= Brano citato =
☆ ☆ ☆ ☆

PRIMA LETTURA (1Re 2,1-4.10-12)
Io me ne vado per la strada di ogni uomo sulla terra. Tu, Salomone, sii forte e mostrati uomo.
Dal primo libro dei Re
I giorni di Davide si erano avvicinati alla morte, ed egli ordinò a Salomone, suo figlio: «Io me ne vado per la strada di ogni uomo sulla terra. Tu sii forte e móstrati uomo. Osserva la legge del Signore, tuo Dio, procedendo nelle sue vie ed eseguendo le sue leggi, i suoi comandi, le sue norme e le sue istruzioni, come sta scritto nella legge di Mosè, perché tu riesca in tutto quello che farai e dovunque ti volgerai, perché il Signore compia la promessa che mi ha fatto dicendo: “Se i tuoi figli nella loro condotta si cureranno di camminare davanti a me con fedeltà, con tutto il loro cuore e con tutta la loro anima, non ti sarà tolto un discendente dal trono d’Israele”.
Davide si addormentò con i suoi padri e fu sepolto nella Città di Davide. La durata del regno di Davide su Israele fu di quarant’anni: a Ebron regnò sette anni e a Gerusalemme regnò trentatré anni.
Salomone sedette sul trono di Davide, suo padre, e il suo regno si consolidò molto.
Parola di Dio.

SALMO RESPONSORIALE (Da 1Cron 29,10-12)
Tu, o Signore, dòmini tutto!
Benedetto sei tu, Signore,
Dio d’Israele, nostro padre,
ora e per sempre.
Tu, o Signore, dòmini tutto!
Tua, Signore, è la grandezza, la potenza,
lo splendore, la gloria e la maestà:
perché tutto, nei cieli e sulla terra, è tuo.
Tu, o Signore, dòmini tutto!
Tuo è il regno, Signore:
ti innalzi sovrano sopra ogni cosa.
Da te provengono la ricchezza e la gloria,
tu domini tutto; nella tua mano c’è forza e potenza,
con la tua mano dai a tutti ricchezza e potere.

☆ ☆ ☆ ☆

Voci di annotazione delle coordinate:
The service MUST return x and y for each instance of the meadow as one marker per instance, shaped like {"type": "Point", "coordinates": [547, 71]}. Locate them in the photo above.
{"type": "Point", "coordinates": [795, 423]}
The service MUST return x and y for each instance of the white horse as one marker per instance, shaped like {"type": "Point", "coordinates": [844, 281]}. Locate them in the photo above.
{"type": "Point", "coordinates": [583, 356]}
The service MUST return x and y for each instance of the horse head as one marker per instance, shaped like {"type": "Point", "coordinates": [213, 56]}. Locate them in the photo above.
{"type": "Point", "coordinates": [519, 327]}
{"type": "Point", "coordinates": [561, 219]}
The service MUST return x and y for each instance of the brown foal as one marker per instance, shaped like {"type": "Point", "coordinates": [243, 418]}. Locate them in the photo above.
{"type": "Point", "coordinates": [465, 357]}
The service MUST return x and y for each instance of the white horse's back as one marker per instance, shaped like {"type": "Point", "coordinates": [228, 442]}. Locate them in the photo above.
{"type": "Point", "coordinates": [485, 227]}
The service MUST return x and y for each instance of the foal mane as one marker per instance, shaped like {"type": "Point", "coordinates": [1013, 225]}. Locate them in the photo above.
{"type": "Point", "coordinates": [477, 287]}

☆ ☆ ☆ ☆

= Consegne =
• 1. Secondo il brano, per quanti anni Davide regnò a Gerusalemme?
• 2. Nel brano, i due versi che iniziano con «Tua, Signore, è la grandezza» attribuiscono al Signore alcune qualità. Elencale tutte.
Il materiale non ha alcun legame con il brano.

= Risultati dell'esercizio =
• 1. Trentatré anni.

• 2. La grandezza, la potenza, lo splendore, la gloria e la maestà.